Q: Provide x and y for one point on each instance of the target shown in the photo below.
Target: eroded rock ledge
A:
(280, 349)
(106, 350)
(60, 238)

**What you will do**
Count the lines above that contain the string "below", with case counting, and reply with only that number.

**Written solution**
1